- [What to do]: Exactly what is written in the records below should be returned, minus the images.

◇ ◇ ◇ ◇

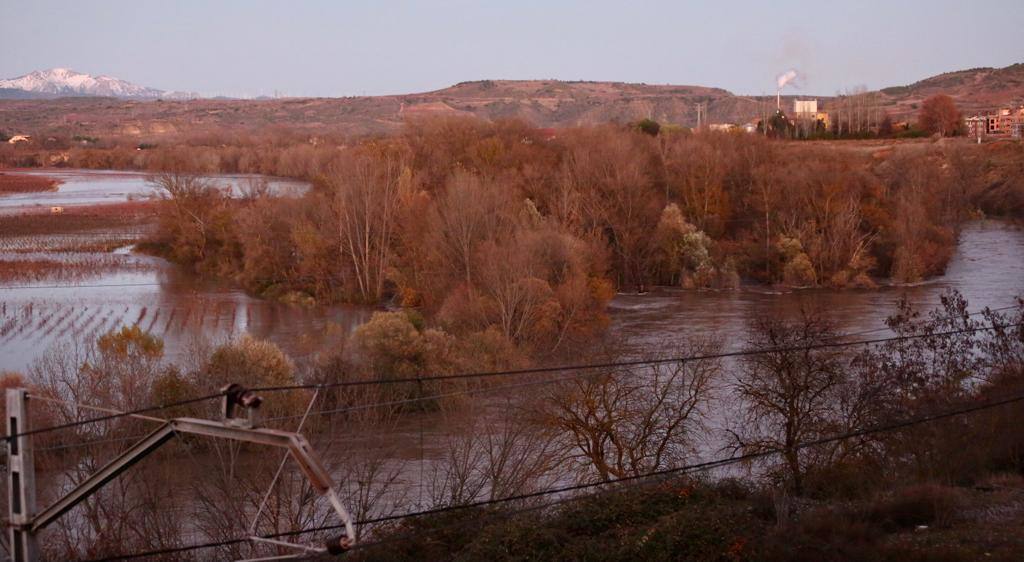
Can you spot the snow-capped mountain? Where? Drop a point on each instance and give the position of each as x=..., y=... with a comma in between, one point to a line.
x=65, y=82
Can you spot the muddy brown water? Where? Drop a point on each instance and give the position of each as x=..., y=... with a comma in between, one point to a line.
x=79, y=187
x=987, y=268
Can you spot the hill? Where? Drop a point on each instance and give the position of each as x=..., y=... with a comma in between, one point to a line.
x=544, y=102
x=975, y=90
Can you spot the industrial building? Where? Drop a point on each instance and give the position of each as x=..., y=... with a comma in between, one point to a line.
x=1006, y=122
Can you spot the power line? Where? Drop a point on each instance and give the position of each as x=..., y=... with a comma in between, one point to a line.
x=98, y=286
x=697, y=467
x=636, y=362
x=585, y=366
x=69, y=425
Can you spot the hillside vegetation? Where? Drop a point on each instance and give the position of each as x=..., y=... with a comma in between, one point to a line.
x=543, y=102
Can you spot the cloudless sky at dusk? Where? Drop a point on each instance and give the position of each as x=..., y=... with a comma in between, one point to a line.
x=307, y=47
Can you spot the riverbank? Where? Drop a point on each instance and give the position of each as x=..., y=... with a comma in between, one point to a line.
x=23, y=183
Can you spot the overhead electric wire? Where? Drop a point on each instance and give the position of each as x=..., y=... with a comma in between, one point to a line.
x=697, y=467
x=542, y=370
x=635, y=362
x=98, y=286
x=128, y=414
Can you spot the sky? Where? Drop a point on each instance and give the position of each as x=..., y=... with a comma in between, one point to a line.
x=351, y=47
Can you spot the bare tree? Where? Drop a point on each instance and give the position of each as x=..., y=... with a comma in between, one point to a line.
x=790, y=394
x=629, y=422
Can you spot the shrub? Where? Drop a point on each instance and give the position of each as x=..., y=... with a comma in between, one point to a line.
x=924, y=505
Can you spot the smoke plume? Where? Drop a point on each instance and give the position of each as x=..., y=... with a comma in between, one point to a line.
x=785, y=78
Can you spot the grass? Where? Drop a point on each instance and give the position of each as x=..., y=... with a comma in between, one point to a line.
x=18, y=183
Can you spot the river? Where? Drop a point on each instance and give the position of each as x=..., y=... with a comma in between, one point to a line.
x=987, y=268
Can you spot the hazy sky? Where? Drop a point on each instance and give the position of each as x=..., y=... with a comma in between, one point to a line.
x=307, y=47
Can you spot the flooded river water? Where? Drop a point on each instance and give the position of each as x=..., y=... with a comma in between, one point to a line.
x=987, y=268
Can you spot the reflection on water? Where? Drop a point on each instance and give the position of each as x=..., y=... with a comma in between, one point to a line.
x=108, y=186
x=988, y=268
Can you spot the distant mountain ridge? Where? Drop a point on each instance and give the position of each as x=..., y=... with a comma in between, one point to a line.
x=66, y=82
x=543, y=102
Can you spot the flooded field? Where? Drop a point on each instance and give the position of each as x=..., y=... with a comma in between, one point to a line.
x=41, y=306
x=80, y=187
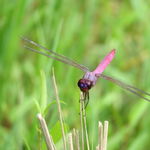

◇ ◇ ◇ ◇

- [Result below]:
Can you spot the snow-capped mountain? Where? Drop a point on each instance and give the position of each as x=..., y=... with a comma in between, one point to a line.
x=65, y=82
Can you spot the muddy brown water? Where? Drop a point on each instance and give the position of each as x=..., y=... with a comma in between, one point to a line.
x=79, y=187
x=987, y=268
Can you spot the hill? Where? Drop a point on each instance and give the position of each as x=..., y=... with a comma in between, one point to a line.
x=544, y=102
x=975, y=90
Can you spot the industrial building? Where? Drop a point on each instance and give the position of each as x=..., y=... with a comma in between, one point to a line.
x=1006, y=122
Can you spot the power line? Where? Drop a point on each instance and give the position of each as x=..., y=... with a comma in between, one point to a line.
x=98, y=286
x=697, y=467
x=636, y=362
x=585, y=366
x=69, y=425
Can you spot the hillside vegetation? Where? Drop a point on each instance and give the position of each as x=..., y=... with a comma in between, one point to a line.
x=543, y=102
Can you spot the cloudless sky at dusk? Where? Drop a point on each instance and give the position of each as x=..., y=... with a comma in between, one point to a line.
x=307, y=47
Can you spot the riverbank? Where? Drop a point on each instance and give the position of each as x=..., y=... with a comma in between, one point to a line.
x=23, y=183
Can you spot the overhead electric wire? Where? Drop a point on each instance and give the position of each as x=..., y=... with a comma in between, one point to a line.
x=697, y=467
x=542, y=370
x=635, y=362
x=98, y=286
x=128, y=414
Can you spot the sky? Where? Drop a point on each instance and give the position of each as x=..., y=... with a comma in between, one point to a line.
x=351, y=47
Can you spot the bare tree? Where? Drop a point on each instance and give the position of each as x=..., y=... with a comma in between, one point to a line.
x=790, y=394
x=629, y=422
Can you spot the shrub? Where? Drop a point on each instance and give the position of each as x=..., y=... with a comma in between, one point to a line.
x=924, y=505
Can you spot the smoke plume? Where? Drop a point on each instance and give the position of each as x=..., y=... with a comma in between, one point to a line.
x=785, y=78
Can you spot the grass? Where? Drop a point on each instance and give the position of each as x=..., y=... with a comma in between, one point to a line.
x=18, y=183
Can you spot the river? Where? Drop a point on each instance and give the position of each as x=..., y=... with a comma in between, one point to a line.
x=987, y=268
Can you spot the hazy sky? Where? Drop a point on each instance and give the position of each as x=..., y=... with a comma in between, one point to a line.
x=307, y=47
Can you spot the flooded river water? Where? Drop a point on each instance and give the position of each as x=..., y=... with a comma in between, one point to a line.
x=987, y=268
Can you spot the reflection on water? Where? Drop a point on each instance and give the position of each as x=..., y=... with a comma in between, one point to a line.
x=108, y=186
x=988, y=268
Can you spot the distant mountain ridge? Where? Drop a point on each instance and give the position of each as x=..., y=... with a comma in between, one point to a line.
x=66, y=82
x=543, y=102
Can you spot the flooded field? Where? Drop a point on each instance and give the position of each as x=..., y=... with a comma in between, one point to a line.
x=41, y=306
x=80, y=187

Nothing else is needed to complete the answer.